• _Description of the task_
Return each line of the data below that contains the word "stone", matching its capitalization exactly.

• _Data rows_
>> start

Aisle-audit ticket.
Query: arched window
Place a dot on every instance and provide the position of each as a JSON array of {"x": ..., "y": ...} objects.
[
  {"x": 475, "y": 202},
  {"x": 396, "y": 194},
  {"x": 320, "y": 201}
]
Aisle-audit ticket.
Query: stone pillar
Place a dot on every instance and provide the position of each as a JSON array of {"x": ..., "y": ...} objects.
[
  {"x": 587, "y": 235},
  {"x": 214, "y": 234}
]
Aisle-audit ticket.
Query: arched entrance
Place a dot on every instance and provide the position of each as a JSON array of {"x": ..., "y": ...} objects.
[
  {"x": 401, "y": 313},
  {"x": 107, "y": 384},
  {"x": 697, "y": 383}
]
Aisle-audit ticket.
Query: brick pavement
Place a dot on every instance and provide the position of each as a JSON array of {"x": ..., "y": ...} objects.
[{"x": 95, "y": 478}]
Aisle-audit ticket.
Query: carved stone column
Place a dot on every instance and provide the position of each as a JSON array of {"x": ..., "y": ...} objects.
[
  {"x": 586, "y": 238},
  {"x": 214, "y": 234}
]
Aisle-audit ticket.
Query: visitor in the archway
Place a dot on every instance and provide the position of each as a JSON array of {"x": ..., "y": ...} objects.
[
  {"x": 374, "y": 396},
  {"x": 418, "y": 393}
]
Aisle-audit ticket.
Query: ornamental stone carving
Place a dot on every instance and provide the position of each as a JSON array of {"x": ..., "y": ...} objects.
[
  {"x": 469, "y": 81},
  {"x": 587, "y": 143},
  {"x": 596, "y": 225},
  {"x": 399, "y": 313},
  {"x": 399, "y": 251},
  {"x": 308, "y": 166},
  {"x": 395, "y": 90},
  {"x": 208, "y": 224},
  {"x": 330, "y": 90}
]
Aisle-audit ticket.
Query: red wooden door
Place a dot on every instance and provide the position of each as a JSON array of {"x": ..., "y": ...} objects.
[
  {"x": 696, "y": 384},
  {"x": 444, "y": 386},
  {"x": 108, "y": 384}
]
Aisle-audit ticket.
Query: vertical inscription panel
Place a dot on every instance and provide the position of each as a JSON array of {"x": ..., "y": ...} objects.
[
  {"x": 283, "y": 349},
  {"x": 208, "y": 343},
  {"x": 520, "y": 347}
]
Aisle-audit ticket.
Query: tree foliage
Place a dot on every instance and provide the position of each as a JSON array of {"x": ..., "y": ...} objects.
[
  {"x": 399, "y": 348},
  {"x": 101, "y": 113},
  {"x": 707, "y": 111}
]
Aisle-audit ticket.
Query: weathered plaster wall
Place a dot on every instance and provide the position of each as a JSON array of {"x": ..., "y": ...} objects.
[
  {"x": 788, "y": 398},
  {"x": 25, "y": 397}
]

>> end

• _Answer below_
Query: stone pillar
Query: carved stone column
Query: ornamental stone carving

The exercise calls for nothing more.